Where a line of the records contains the word "string", show that line.
(Materials provided begins)
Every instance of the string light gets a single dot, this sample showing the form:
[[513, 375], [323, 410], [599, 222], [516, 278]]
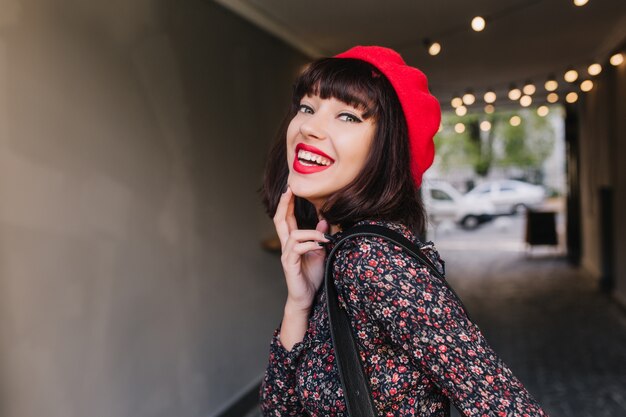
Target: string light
(Materials provided ends)
(Materials provided begins)
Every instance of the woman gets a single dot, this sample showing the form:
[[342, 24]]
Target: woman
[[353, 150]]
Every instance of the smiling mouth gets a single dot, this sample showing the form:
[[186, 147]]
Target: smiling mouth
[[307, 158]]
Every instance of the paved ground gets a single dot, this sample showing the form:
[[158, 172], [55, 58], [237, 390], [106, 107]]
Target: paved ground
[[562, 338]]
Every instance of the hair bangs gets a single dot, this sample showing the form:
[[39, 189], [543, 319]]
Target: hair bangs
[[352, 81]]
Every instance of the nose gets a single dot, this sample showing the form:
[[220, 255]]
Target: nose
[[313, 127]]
(Materials provided ends)
• _Result for this task_
Every instance of the string light gets a single dot, this sample showing the form:
Target: string light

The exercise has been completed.